## Entries taken from a collection:
## begin

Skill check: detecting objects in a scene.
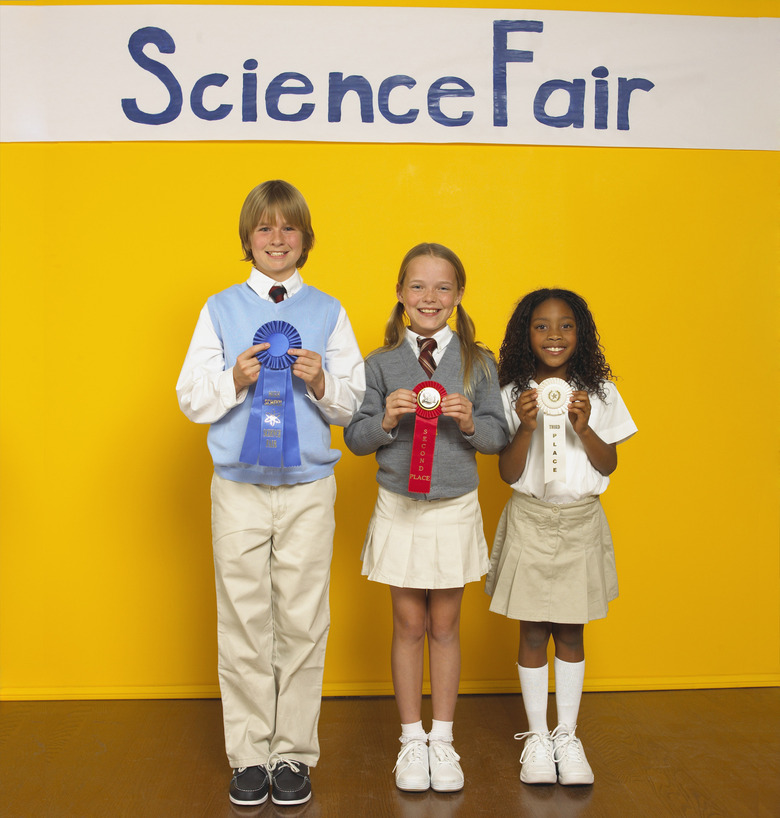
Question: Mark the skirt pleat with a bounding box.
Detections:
[361,486,488,589]
[485,492,618,624]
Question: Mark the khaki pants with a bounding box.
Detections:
[211,474,336,767]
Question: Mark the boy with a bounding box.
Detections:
[176,180,365,805]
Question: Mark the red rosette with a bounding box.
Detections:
[409,381,447,494]
[412,381,447,418]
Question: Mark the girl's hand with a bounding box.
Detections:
[567,389,590,437]
[441,392,474,435]
[233,344,271,394]
[287,349,325,400]
[382,389,417,432]
[515,389,539,432]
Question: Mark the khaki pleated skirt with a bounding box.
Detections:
[361,486,488,589]
[485,491,618,624]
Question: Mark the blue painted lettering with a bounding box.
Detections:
[122,26,182,125]
[265,71,314,122]
[328,71,374,122]
[428,77,474,128]
[493,20,544,128]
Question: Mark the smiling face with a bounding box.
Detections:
[396,255,463,338]
[249,213,303,281]
[529,298,577,382]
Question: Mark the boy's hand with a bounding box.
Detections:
[382,389,417,432]
[441,392,474,435]
[233,344,271,394]
[287,349,325,400]
[515,389,539,432]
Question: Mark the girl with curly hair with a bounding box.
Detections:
[485,289,636,785]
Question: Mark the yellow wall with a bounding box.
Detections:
[0,0,780,698]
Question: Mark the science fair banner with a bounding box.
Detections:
[0,5,780,150]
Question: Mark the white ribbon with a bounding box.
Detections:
[536,378,573,483]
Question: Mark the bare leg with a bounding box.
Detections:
[517,622,557,667]
[427,588,463,721]
[390,585,428,724]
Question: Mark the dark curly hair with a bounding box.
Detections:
[498,288,615,400]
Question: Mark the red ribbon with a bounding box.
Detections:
[409,381,447,494]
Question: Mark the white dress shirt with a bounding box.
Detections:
[176,267,366,426]
[406,324,455,366]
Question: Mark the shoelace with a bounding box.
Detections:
[266,753,301,773]
[393,739,425,772]
[515,731,554,764]
[550,724,583,764]
[430,741,460,764]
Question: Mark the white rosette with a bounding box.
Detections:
[536,378,574,483]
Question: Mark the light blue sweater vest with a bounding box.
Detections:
[207,283,341,486]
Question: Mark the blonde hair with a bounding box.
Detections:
[380,242,493,395]
[238,179,314,267]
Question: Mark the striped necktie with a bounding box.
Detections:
[417,338,436,378]
[268,284,287,304]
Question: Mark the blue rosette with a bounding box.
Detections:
[239,321,301,468]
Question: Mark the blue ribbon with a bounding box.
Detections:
[239,321,301,468]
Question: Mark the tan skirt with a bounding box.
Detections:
[485,491,618,624]
[361,486,488,589]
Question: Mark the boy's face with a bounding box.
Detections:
[249,213,303,281]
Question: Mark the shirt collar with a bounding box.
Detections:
[406,324,455,352]
[247,267,303,301]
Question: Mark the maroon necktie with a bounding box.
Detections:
[417,338,436,378]
[268,284,287,304]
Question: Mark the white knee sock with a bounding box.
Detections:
[517,665,548,733]
[555,656,585,730]
[428,719,452,744]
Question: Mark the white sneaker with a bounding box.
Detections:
[515,732,558,784]
[393,739,431,792]
[428,741,463,792]
[552,724,593,785]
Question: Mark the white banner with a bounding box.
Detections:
[0,5,780,150]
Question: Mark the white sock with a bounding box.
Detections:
[555,656,585,730]
[428,719,452,744]
[517,665,549,733]
[401,721,428,744]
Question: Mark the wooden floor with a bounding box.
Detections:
[0,688,780,818]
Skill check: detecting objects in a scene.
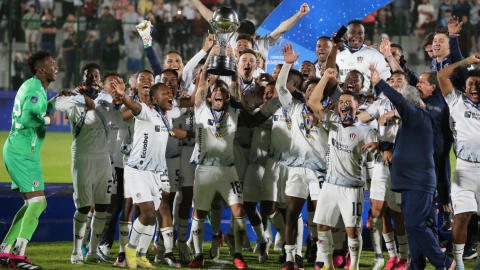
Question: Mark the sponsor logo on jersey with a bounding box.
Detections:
[140,133,148,158]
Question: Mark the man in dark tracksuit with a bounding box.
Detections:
[371,67,455,270]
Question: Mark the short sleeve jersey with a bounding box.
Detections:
[322,111,377,187]
[4,77,48,158]
[445,89,480,162]
[127,103,172,172]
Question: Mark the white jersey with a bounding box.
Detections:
[127,103,172,172]
[322,111,377,187]
[336,45,391,93]
[51,91,115,155]
[190,101,240,167]
[248,109,272,167]
[260,97,292,161]
[445,89,480,163]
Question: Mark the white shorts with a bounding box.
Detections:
[124,166,169,211]
[180,146,196,187]
[452,158,480,215]
[233,144,250,183]
[243,164,265,202]
[370,163,402,212]
[285,167,325,200]
[260,158,288,206]
[312,183,364,228]
[164,157,180,193]
[193,165,243,211]
[71,154,113,209]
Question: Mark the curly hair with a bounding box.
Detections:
[28,51,52,75]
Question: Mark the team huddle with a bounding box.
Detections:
[0,0,480,270]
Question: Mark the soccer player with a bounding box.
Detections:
[50,63,115,264]
[310,69,377,270]
[189,45,248,268]
[364,66,455,269]
[112,81,193,269]
[438,54,480,270]
[0,51,58,270]
[336,20,391,93]
[276,43,328,270]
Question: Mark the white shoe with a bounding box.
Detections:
[70,254,85,264]
[210,235,222,260]
[157,244,165,263]
[177,240,192,262]
[85,252,107,263]
[370,258,385,270]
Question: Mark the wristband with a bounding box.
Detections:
[43,116,52,126]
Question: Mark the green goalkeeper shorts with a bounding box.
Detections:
[3,150,44,193]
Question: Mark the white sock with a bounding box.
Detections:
[89,211,107,253]
[82,212,93,245]
[12,237,28,256]
[128,218,147,249]
[285,245,297,262]
[317,231,333,268]
[233,217,247,254]
[397,234,408,260]
[294,214,305,259]
[252,223,267,244]
[348,237,360,269]
[137,225,155,257]
[160,227,173,254]
[72,210,87,254]
[383,231,398,258]
[370,217,383,257]
[268,209,285,245]
[118,221,130,252]
[452,243,465,266]
[192,217,205,255]
[0,243,12,253]
[178,219,188,242]
[307,211,318,239]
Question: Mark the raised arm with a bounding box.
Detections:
[437,53,480,97]
[270,3,310,44]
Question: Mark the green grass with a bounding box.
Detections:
[17,242,475,270]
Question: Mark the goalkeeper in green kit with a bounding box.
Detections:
[0,51,58,270]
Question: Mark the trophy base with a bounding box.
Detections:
[207,55,237,76]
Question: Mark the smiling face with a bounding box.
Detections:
[160,71,178,94]
[300,62,316,80]
[417,73,436,99]
[316,38,332,62]
[238,53,257,81]
[83,68,100,93]
[342,71,363,94]
[137,72,154,96]
[347,23,365,49]
[152,84,173,113]
[433,34,450,57]
[465,76,480,104]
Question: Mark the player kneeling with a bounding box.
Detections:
[112,81,193,269]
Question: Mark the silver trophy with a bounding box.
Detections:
[207,7,240,76]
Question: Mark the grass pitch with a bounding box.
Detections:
[18,242,475,270]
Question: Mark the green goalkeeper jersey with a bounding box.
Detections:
[3,77,51,159]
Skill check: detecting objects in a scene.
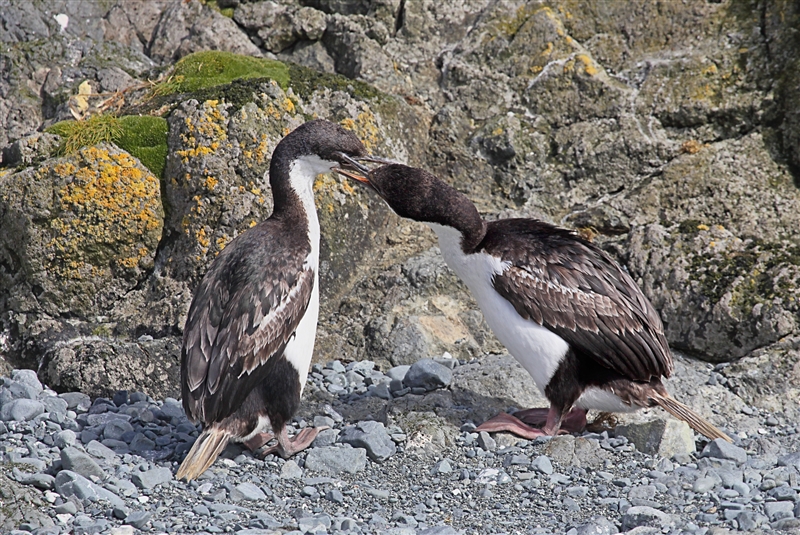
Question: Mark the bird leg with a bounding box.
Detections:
[475,406,586,440]
[254,425,330,459]
[244,433,275,452]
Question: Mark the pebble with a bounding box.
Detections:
[131,467,172,489]
[700,438,747,464]
[61,447,105,479]
[339,420,397,462]
[403,359,453,391]
[305,446,367,474]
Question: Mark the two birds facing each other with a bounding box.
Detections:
[176,120,730,479]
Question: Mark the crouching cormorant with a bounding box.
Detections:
[176,120,366,480]
[339,162,730,441]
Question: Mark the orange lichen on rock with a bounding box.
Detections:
[45,145,163,278]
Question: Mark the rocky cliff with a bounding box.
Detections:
[0,0,800,418]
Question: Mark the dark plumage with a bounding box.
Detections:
[343,164,730,440]
[177,120,366,479]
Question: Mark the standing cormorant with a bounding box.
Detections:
[176,120,366,480]
[339,163,730,441]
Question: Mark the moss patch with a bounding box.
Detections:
[153,50,289,96]
[113,115,169,177]
[46,115,169,177]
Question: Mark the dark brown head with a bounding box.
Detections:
[340,163,484,249]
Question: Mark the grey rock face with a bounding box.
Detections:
[54,470,125,507]
[701,438,747,464]
[0,399,44,422]
[61,447,105,479]
[403,359,453,390]
[305,446,367,475]
[131,467,172,489]
[339,421,397,462]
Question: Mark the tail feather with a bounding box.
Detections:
[651,392,733,442]
[175,427,231,481]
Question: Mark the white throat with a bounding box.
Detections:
[289,154,338,272]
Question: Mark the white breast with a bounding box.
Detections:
[429,223,569,393]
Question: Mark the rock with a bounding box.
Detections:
[764,502,795,522]
[614,418,695,459]
[386,364,411,383]
[305,447,367,475]
[53,470,125,507]
[61,447,105,479]
[58,392,92,412]
[700,438,747,464]
[14,468,55,490]
[281,460,306,479]
[230,482,267,502]
[11,370,43,394]
[403,359,453,391]
[131,467,172,489]
[0,399,44,422]
[622,505,670,531]
[339,420,397,462]
[530,455,553,475]
[478,431,497,451]
[576,516,619,535]
[123,511,152,529]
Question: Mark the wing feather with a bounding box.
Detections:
[181,226,315,423]
[484,220,673,381]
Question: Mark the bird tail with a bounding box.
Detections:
[650,392,733,442]
[175,427,231,481]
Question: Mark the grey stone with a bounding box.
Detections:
[778,451,800,472]
[297,513,331,533]
[614,418,695,459]
[13,468,55,490]
[311,429,339,448]
[478,431,497,451]
[403,359,453,391]
[305,447,367,475]
[530,455,553,475]
[0,399,44,422]
[575,516,619,535]
[58,392,92,412]
[85,440,117,461]
[131,467,172,489]
[764,502,795,522]
[61,447,105,479]
[124,511,153,529]
[11,370,44,393]
[339,420,397,462]
[103,419,133,440]
[281,459,303,479]
[386,364,411,383]
[230,482,267,502]
[54,470,125,507]
[622,505,670,531]
[53,429,78,449]
[700,438,747,464]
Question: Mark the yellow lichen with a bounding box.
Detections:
[41,147,163,278]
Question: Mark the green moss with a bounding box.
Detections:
[46,115,168,178]
[114,115,169,178]
[153,50,289,96]
[46,115,122,154]
[287,63,388,100]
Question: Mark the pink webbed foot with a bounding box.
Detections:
[514,408,586,433]
[256,425,329,459]
[244,433,275,452]
[475,412,547,440]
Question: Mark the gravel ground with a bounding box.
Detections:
[0,355,800,535]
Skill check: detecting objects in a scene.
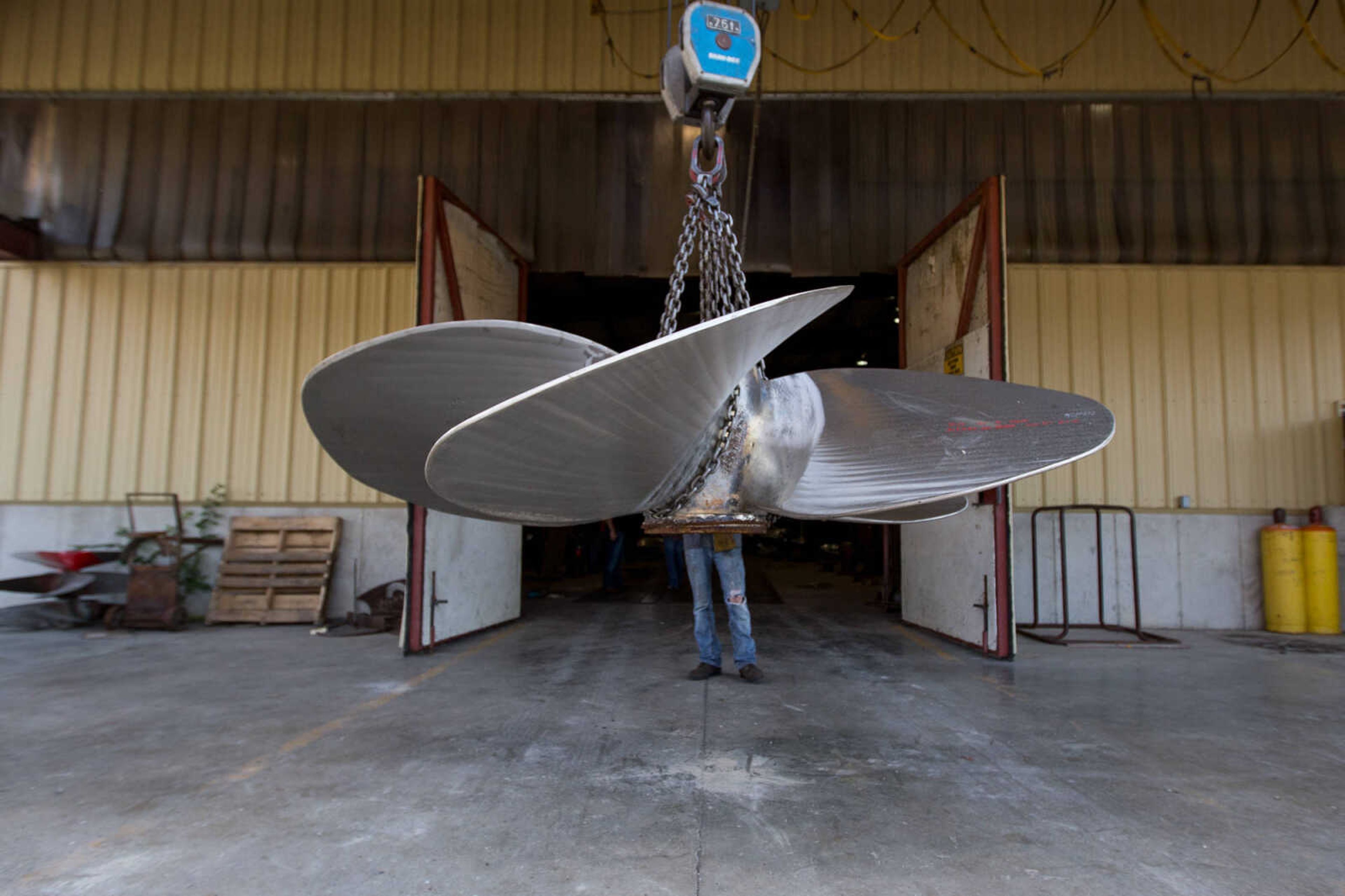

## end

## EXERCISE INSTRUCTIONS:
Extract the rows from the line containing "Question: Mark the rocky" through the line containing "[339,421,397,462]", including both of those lines. Reproduce them without changing anything.

## REPLY:
Question: Mark the rocky cliff with a bounding box.
Detections:
[0,0,800,418]
Question: Mark the dark plumage with a bounding box.
Detections:
[343,164,730,440]
[177,120,366,479]
Question: Mark the standing cormorant with a bounding box.
Detections:
[176,120,366,480]
[339,163,730,441]
Question: Mark the moss patch with a bounding box.
Detections:
[153,50,289,96]
[113,115,169,177]
[46,115,169,177]
Question: Mark the dark brown head with a bounding box.
Detections:
[340,163,484,249]
Question: Mark the grey rock face with a bounding box.
Detections:
[54,470,125,507]
[701,438,747,464]
[0,399,44,422]
[61,447,105,479]
[403,359,453,390]
[305,446,367,475]
[131,467,172,489]
[339,421,397,462]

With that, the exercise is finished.